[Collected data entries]

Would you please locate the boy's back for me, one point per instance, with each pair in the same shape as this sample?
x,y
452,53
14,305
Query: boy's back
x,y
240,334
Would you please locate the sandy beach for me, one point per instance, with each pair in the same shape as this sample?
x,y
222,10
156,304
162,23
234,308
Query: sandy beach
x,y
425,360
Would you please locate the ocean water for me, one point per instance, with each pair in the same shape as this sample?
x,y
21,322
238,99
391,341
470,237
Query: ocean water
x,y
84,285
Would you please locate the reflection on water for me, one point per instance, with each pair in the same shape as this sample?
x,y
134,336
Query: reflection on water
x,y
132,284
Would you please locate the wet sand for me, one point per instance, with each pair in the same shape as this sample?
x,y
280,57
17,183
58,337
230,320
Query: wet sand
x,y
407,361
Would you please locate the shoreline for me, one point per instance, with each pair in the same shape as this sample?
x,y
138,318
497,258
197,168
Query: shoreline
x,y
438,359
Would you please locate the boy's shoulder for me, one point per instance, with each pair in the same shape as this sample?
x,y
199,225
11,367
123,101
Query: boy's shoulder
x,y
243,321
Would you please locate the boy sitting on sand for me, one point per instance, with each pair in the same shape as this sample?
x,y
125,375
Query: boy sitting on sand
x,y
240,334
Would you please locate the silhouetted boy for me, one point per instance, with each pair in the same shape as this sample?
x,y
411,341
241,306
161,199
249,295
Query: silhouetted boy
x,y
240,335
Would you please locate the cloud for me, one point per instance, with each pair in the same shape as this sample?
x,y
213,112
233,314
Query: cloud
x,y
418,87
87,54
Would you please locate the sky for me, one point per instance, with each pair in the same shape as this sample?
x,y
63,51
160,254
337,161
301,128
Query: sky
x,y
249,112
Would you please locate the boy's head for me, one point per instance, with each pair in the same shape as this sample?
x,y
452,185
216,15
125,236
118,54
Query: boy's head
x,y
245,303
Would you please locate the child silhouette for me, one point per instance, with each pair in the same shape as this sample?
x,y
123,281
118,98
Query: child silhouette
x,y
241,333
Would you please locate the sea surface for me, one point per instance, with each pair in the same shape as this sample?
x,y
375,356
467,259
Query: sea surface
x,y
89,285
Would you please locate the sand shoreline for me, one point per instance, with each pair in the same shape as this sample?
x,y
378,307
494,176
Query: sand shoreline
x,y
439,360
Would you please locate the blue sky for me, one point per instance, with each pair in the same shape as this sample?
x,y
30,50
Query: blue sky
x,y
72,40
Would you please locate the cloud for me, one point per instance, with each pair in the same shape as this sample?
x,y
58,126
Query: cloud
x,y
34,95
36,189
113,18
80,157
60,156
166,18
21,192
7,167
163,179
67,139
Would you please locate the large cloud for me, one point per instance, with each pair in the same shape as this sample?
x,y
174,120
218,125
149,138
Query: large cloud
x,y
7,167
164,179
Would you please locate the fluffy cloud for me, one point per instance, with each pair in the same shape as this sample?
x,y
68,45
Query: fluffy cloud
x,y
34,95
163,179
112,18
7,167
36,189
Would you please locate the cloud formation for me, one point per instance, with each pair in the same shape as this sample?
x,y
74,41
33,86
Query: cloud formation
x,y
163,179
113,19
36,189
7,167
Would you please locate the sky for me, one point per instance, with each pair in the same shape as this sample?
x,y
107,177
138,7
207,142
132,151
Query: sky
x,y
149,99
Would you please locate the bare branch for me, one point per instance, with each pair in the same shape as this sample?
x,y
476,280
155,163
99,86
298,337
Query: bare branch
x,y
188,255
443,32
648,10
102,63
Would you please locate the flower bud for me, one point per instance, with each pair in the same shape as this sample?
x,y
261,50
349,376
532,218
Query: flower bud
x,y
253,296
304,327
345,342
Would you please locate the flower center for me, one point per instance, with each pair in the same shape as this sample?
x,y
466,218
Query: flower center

*TASK DESCRIPTION:*
Wherever the word "center" appears in a line of the data, copy that line.

*TASK ANSWER:*
Would you please locate the flower center for me, one point per instance, with each pair in the same shape as this sample?
Query: flower center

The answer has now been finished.